#### [指示 1]
ページ抜粋をもとに、次の問いにそれぞれ答えること。
(a) MicroSDカードをフォーマットするとき、ボリューム名は何にするか。
(b) USBメモリは何本用意し、それぞれ何に使うか。
(c) Raspberry Piロゴが表示されたら、どのキーを押すか。
#### [指示 2]
次の(a)〜(c)がページ抜粋の内容と合っているかを判定してください。それぞれ「はい」か「いいえ」で答え、決め手となる本文の語句をそのまま引用すること。
(a) ESXiはMicroSDカードにインストールする。
(b) 筆者の環境では、USBストレージを接続しても認識されなかった。
(c) 今回使ったPi 4は4GB RAMのモデルである。
#### [指示 3]
ページ抜粋のうち、「ファームウェア(UEFI環境)の構築」から「をSDカードにコピーします。」までの部分を、一字一句変えずに返すこと。

#### [ページ抜粋]

MicroSDカード1つとUSBメモリ2つ

構築の流れとしてはMicroSDカードにファームウェア(UEFIブート環境)を構築したあと、ESXiは別途USBメモリにインストールする形になっています。まとめようと思えばまとめられそうにも思えますが、おそらく他のハードとブート環境を揃えるためにこのようになっているものと考えられます。

よって、MicroSDカードは1GBもあれば十分といえますが、いまどきそのような容量のMicroSDを用意するのは逆に難しいので、適当に1枚用意してください。

USBメモリは、インストーラ用とインストール先ストレージ用の2本を用意します。USB3.0メモリを使用すれば早くインストール・起動できます。

データストア用ストレージとしてiSCSIもしくはNFS領域

セットアップ後にデータストアを作ろうとしたところ、USBストレージを接続しても認識されなかったため、iSCSIもしくはNFSでネットワークストレージを利用するのがてっとり早そうです。幸い筆者の家にはNetgearのReadyNASに以前作成したiSCSIのVMFSボリュームが存在していたため、これがそのまま利用できました。

ファームウェア(UEFI環境)の構築

MicroSDカードを、SD Card Formatterなどでフォーマットします。このときボリューム名を「UEFI」とします。

www.sdcard.org

f:id:virtualtech:20201007233456p:plain

UEFI環境構築に必要なファイルをダウンロードしてzipを解凍します。

解凍した最新のファームウェアから、bootディレクトリ内のファイルのうち、kernel*.img以外の全てのファイルをSDカードにコピーします。

続けて、解凍したPi 4向けのUEFI Firmwareの中身を全てSDカードにコピーします。一部ファイルが既にMicroSDカード上に存在していますが上書き(Macの場合、overlayディレクトリは置き換えでなく結合)します。

ファイル配置後のMicroSDカードの中身は以下のような状態になります。

f:id:virtualtech:20201007233522p:plain

Pi4 4GB RAMを使用している場合はconfig.txtに「gpu_mem=16」を追記する必要があるようです(今回は8GB RAMを使用しているため略)。

インストーラUSBメモリの用意

インストーラUSBメモリは、MicroSDカードと同じくSD Card Formatterでフォーマットしておきます。

ESXi Arm EditionのISOイメージをマウントして、マウントしたISOイメージの中身のファイルを全てUSBメモリにコピーします。

UEFI環境の起動と各種設定

Pi 4にMicroSDカード・インストーラUSBメモリ・インストール先のUSBメモリ・HDMI・キーボードを接続して電源を入れます。USBメモリはどちらもUSB3.0接続で大丈夫でした。

Raspberry Piロゴが表示されたらESCキーを押してセットアップメニューに入ります。

セットアップメニューで「Device Manager」→「Raspberry Pi Configuration」→「Advanced Configuration」と進みます。

#### [提供資料]
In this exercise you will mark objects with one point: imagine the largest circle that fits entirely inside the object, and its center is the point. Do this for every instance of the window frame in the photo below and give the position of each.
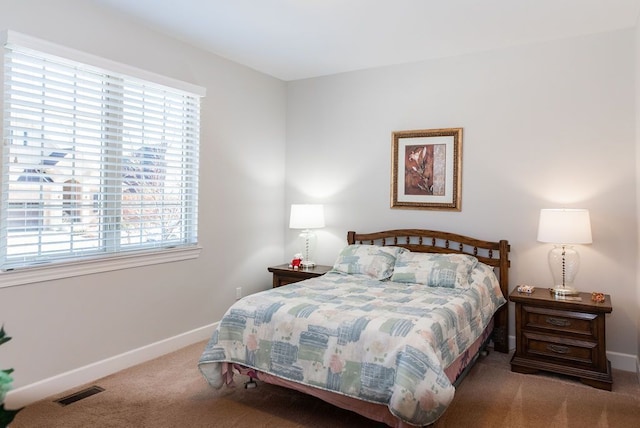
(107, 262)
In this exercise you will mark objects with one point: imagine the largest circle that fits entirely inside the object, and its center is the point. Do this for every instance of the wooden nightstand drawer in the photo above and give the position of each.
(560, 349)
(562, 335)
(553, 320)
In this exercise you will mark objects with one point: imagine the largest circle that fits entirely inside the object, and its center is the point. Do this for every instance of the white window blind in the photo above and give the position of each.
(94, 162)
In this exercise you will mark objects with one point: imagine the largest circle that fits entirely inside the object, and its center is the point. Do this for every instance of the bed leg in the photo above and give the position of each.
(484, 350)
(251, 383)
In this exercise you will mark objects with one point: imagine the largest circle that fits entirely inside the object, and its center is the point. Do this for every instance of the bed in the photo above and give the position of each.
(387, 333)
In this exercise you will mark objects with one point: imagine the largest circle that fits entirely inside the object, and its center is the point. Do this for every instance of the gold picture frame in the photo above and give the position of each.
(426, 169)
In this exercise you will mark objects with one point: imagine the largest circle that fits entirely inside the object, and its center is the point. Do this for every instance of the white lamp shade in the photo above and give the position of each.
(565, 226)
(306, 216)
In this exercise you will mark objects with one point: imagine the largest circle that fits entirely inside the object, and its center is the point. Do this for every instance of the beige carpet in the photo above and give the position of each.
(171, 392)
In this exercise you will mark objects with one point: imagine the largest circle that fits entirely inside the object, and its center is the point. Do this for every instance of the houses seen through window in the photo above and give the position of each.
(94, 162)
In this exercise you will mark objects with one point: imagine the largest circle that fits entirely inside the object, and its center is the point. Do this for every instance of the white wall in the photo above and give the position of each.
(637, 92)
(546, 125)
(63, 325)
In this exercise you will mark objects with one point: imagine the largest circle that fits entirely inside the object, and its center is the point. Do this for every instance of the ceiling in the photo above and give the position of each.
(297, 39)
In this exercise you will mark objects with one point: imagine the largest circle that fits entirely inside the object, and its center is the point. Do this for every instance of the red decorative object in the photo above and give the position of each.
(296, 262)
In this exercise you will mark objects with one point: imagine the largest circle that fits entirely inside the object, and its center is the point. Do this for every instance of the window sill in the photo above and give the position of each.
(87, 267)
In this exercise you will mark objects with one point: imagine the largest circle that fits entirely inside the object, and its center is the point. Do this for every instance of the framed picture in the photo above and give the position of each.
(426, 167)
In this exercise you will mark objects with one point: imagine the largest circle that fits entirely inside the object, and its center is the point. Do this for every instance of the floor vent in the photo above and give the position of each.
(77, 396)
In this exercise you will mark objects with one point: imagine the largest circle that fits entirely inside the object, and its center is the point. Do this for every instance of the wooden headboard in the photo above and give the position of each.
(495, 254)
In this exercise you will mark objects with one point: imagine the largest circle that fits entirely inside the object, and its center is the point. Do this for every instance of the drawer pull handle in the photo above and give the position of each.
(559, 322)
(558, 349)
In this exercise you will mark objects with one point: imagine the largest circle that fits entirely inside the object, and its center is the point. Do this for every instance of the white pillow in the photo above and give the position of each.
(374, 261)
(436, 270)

--

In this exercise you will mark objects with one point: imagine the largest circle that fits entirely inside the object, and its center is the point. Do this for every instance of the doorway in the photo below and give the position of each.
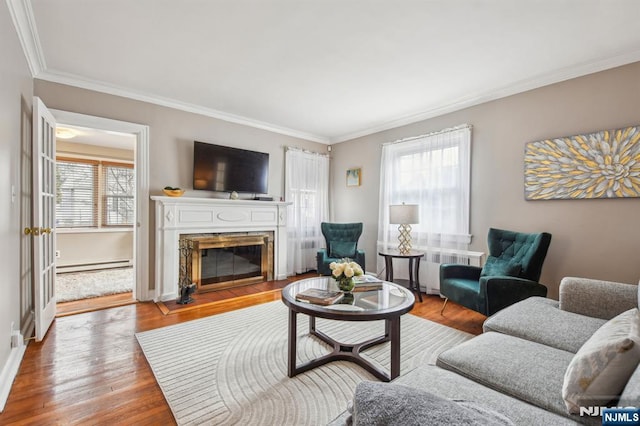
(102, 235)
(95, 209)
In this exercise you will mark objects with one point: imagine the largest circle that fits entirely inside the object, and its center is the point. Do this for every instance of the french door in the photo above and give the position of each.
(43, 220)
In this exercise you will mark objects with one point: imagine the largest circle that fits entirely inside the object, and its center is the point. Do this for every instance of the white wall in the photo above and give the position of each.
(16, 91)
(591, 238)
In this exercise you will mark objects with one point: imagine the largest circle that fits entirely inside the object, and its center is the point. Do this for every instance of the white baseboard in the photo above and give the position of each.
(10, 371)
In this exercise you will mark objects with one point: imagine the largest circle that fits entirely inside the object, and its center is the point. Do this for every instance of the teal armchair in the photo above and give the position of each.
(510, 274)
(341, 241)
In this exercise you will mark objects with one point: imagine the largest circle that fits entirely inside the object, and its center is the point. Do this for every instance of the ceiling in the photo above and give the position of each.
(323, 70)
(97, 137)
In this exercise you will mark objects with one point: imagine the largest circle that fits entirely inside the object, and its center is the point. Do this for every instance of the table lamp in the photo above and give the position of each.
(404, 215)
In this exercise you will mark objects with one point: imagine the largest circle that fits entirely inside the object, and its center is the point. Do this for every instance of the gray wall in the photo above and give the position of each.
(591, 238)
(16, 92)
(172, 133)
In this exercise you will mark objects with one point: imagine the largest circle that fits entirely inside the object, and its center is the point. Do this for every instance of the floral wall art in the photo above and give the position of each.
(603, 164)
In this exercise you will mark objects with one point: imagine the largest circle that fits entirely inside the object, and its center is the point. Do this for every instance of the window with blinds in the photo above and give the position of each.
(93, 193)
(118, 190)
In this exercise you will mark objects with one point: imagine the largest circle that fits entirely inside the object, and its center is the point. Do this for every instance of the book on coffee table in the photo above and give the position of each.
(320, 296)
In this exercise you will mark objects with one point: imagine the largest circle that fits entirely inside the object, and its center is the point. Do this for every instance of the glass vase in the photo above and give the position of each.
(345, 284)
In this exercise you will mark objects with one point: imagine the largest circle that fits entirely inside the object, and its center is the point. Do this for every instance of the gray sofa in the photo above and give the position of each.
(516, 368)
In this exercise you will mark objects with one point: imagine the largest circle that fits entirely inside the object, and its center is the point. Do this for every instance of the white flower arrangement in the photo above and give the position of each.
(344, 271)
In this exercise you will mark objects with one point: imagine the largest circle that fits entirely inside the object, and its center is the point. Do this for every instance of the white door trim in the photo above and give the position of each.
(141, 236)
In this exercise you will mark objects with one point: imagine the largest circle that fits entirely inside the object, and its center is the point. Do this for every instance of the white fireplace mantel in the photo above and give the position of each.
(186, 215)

#### [解答全文 1]
(a) 「UEFI」
(b) 2本。インストーラ用とインストール先ストレージ用。
(c) ESCキー

#### [解答全文 2]
(a) いいえ。「ESXiは別途USBメモリにインストールする形になっています」
(b) はい。「USBストレージを接続しても認識されなかった」
(c) いいえ。「今回は8GB RAMを使用しているため略」

#### [解答全文 3]
ファームウェア(UEFI環境)の構築

MicroSDカードを、SD Card Formatterなどでフォーマットします。このときボリューム名を「UEFI」とします。

www.sdcard.org

f:id:virtualtech:20201007233456p:plain

UEFI環境構築に必要なファイルをダウンロードしてzipを解凍します。

解凍した最新のファームウェアから、bootディレクトリ内のファイルのうち、kernel*.img以外の全てのファイルをSDカードにコピーします。